**Task brief:** Continue the interview transcript about the AP's 1945 German surrender story, starting right after its last line.

**Excerpt to read:**
--- BEGIN ---

Friday, May 11, 2012
This week’s delay of the AP’s story on the Yemeni bomb plot was nicely timed to coincide with the story of another AP embargo, this one from 67 years ago. Tom Curley, the president and CEO of The Associated Press, officially apologized on behalf of the AP for firing a reporter named Edward Kennedy, after he broke a government embargo and filed a story about Germany’s surrender in 1945.
[NEWSREEL CLIP/MUSIC UP AND UNDER]:
NARRATOR: “The red schoolhouse” at Reims, France, as peace is signed with German General Jodl acting for the remnants of the Nazi government. With the Americans, all the Allies sat in to enforce the terms we set long ago, surrender with no soft terms.
BOB GARFIELD: Kennedy and 16 other journalists had been invited to attend the German surrender in France, but were instructed not to report on it. For political reasons, the Allies wanted to delay reports of the surrender in France until a similar ceremony could be held in Berlin, where the Germans also would surrender to the Soviet Union.
Kennedy abided by the embargo initially, but after the Allies extended it another 36 hours he alone filed. The AP’s Tom Curley not only issued his company’s mea culpa, he co-authored the introduction to Kennedy’s new posthumously published memoir. Tom, welcome back to the show.
TOM CURLEY: Bob, it’s good to be with you.
BOB GARFIELD: First of all, is this a part of AP lore?
TOM CURLEY: When I got to AP in 2003, the last book on AP’s history had been completed in 1940. The reason the history had been not updated was because of this incident. I was told that it was very ugly and I didn’t want to go there, by some people. But we had to update the history. The people who covered Vietnam for us were beginning to pass away, so we either got to them and interviewed them about AP’s role in the coverage of Vietnam, or we would lose them forever. So the time had come, and we had to move forward.
BOB GARFIELD: Truth and reconciliation.
TOM CURLEY: Amen.
BOB GARFIELD: Let’s go back to 1945. Kennedy was witness to the surrender and held off for a while, like the other reporters did, but finally, as a matter of conscience, said, no, this story must be reported. What was at stake?
TOM CURLEY: People’s lives were at stake. If the news doesn’t go out, the soldiers keep killing each other. By delaying publication 18, 20 hours people were dying; the battles continued in a couple of places around Europe.
BOB GARFIELD: If his top management was prepared to fire him for breaking the embargo, how did his dispatch ever end up on the AP wire, in the first place?

--- END ---

[Data listing]
--- BEGIN ---

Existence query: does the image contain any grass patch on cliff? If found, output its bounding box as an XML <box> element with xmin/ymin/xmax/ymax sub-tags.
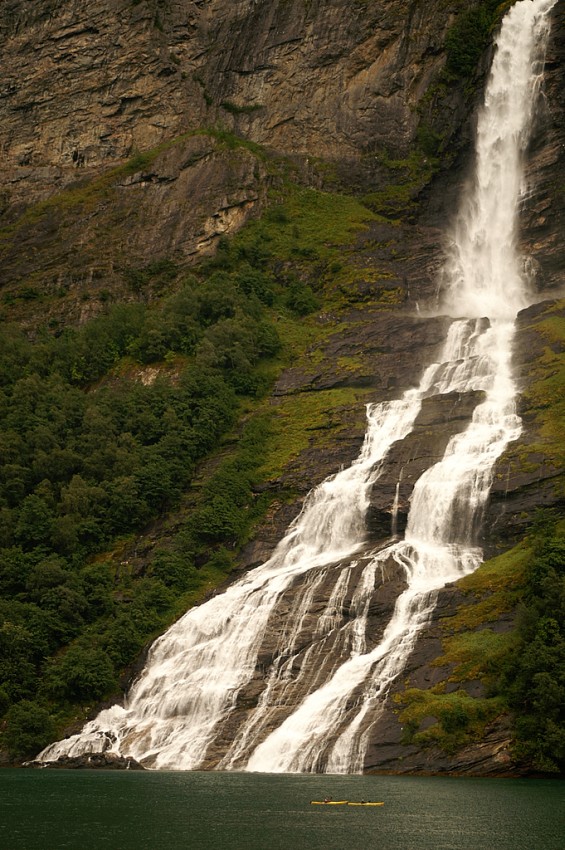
<box><xmin>234</xmin><ymin>183</ymin><xmax>378</xmax><ymax>263</ymax></box>
<box><xmin>254</xmin><ymin>387</ymin><xmax>369</xmax><ymax>479</ymax></box>
<box><xmin>395</xmin><ymin>686</ymin><xmax>504</xmax><ymax>754</ymax></box>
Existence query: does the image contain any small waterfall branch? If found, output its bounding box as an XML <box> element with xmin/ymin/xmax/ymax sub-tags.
<box><xmin>39</xmin><ymin>0</ymin><xmax>556</xmax><ymax>773</ymax></box>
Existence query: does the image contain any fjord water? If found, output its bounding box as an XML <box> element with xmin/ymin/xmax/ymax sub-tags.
<box><xmin>0</xmin><ymin>770</ymin><xmax>565</xmax><ymax>850</ymax></box>
<box><xmin>41</xmin><ymin>0</ymin><xmax>556</xmax><ymax>774</ymax></box>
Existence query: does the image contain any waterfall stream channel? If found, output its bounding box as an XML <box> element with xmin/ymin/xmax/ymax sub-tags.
<box><xmin>38</xmin><ymin>0</ymin><xmax>556</xmax><ymax>773</ymax></box>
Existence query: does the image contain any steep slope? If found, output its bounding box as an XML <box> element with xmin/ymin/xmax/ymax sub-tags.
<box><xmin>0</xmin><ymin>2</ymin><xmax>564</xmax><ymax>771</ymax></box>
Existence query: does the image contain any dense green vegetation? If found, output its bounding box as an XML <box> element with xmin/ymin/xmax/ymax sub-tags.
<box><xmin>499</xmin><ymin>512</ymin><xmax>565</xmax><ymax>773</ymax></box>
<box><xmin>0</xmin><ymin>146</ymin><xmax>386</xmax><ymax>757</ymax></box>
<box><xmin>445</xmin><ymin>0</ymin><xmax>510</xmax><ymax>79</ymax></box>
<box><xmin>0</xmin><ymin>269</ymin><xmax>280</xmax><ymax>753</ymax></box>
<box><xmin>397</xmin><ymin>511</ymin><xmax>565</xmax><ymax>773</ymax></box>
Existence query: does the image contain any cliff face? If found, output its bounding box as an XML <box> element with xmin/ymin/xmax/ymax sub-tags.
<box><xmin>0</xmin><ymin>0</ymin><xmax>460</xmax><ymax>174</ymax></box>
<box><xmin>0</xmin><ymin>0</ymin><xmax>476</xmax><ymax>321</ymax></box>
<box><xmin>0</xmin><ymin>0</ymin><xmax>565</xmax><ymax>773</ymax></box>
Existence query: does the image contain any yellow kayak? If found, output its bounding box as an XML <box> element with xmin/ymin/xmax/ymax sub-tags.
<box><xmin>310</xmin><ymin>800</ymin><xmax>384</xmax><ymax>806</ymax></box>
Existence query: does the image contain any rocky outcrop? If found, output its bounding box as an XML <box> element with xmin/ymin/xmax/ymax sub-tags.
<box><xmin>367</xmin><ymin>392</ymin><xmax>484</xmax><ymax>538</ymax></box>
<box><xmin>23</xmin><ymin>753</ymin><xmax>145</xmax><ymax>770</ymax></box>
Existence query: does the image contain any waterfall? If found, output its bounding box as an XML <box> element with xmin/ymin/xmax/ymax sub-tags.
<box><xmin>38</xmin><ymin>0</ymin><xmax>556</xmax><ymax>772</ymax></box>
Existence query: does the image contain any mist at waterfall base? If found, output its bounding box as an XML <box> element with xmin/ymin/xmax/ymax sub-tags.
<box><xmin>0</xmin><ymin>770</ymin><xmax>565</xmax><ymax>850</ymax></box>
<box><xmin>37</xmin><ymin>0</ymin><xmax>556</xmax><ymax>773</ymax></box>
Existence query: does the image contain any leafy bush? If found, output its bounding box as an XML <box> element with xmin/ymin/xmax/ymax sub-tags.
<box><xmin>4</xmin><ymin>700</ymin><xmax>56</xmax><ymax>758</ymax></box>
<box><xmin>500</xmin><ymin>512</ymin><xmax>565</xmax><ymax>773</ymax></box>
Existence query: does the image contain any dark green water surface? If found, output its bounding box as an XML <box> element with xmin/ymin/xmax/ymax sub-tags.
<box><xmin>0</xmin><ymin>770</ymin><xmax>565</xmax><ymax>850</ymax></box>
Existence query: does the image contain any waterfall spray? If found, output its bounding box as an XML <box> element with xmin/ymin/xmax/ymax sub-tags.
<box><xmin>39</xmin><ymin>0</ymin><xmax>556</xmax><ymax>772</ymax></box>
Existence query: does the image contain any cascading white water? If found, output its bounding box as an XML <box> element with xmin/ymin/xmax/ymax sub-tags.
<box><xmin>39</xmin><ymin>0</ymin><xmax>556</xmax><ymax>772</ymax></box>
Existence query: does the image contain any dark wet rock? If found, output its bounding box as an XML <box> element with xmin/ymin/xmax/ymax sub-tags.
<box><xmin>24</xmin><ymin>753</ymin><xmax>145</xmax><ymax>770</ymax></box>
<box><xmin>367</xmin><ymin>391</ymin><xmax>484</xmax><ymax>537</ymax></box>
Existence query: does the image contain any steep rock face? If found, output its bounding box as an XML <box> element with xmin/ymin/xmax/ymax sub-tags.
<box><xmin>0</xmin><ymin>0</ymin><xmax>565</xmax><ymax>772</ymax></box>
<box><xmin>0</xmin><ymin>0</ymin><xmax>464</xmax><ymax>179</ymax></box>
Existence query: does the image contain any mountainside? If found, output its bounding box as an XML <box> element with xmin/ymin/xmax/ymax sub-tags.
<box><xmin>0</xmin><ymin>0</ymin><xmax>565</xmax><ymax>774</ymax></box>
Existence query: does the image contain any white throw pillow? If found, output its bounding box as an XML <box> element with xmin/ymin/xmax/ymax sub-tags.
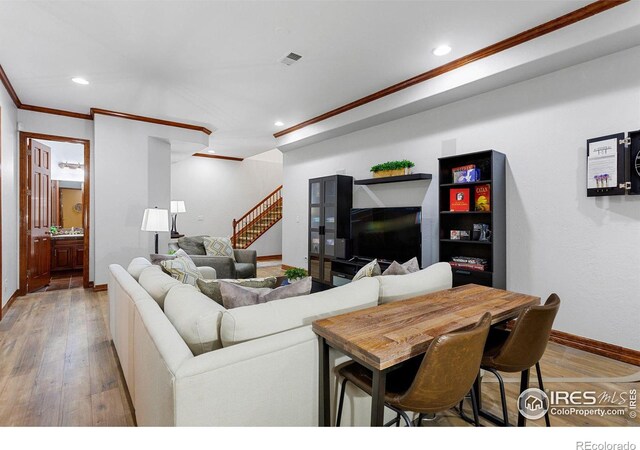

--- END ---

**The answer:**
TOM CURLEY: Kennedy made a decision on his own. Now, he was AP’s go-to guy. He was the front line bureau chief, so he got on the phone. He dictated 300 words, and the desk in London waited several minutes and decided to put it out. They were unaware, and there was no way for Kennedy to go to New York and talk to management there. If he had done that, he would have been subjected to the censors, and they would have known and they would have shut down the operation.
BOB GARFIELD: When you went back to the archives, did you discover any kind of useful rationale of management at the time for subjecting Edward Kennedy to – well, to the end of his days, the opprobrium of having been fired for misconduct?
TOM CURLEY: No, it was an absolute tragedy. What happened had become very clear. Kennedy filed the report, they affixed his byline because he had such credibility. In fact, there had been a false report by another organization a day or so earlier, and they wanted to add Kennedy’s byline because it carried such weight.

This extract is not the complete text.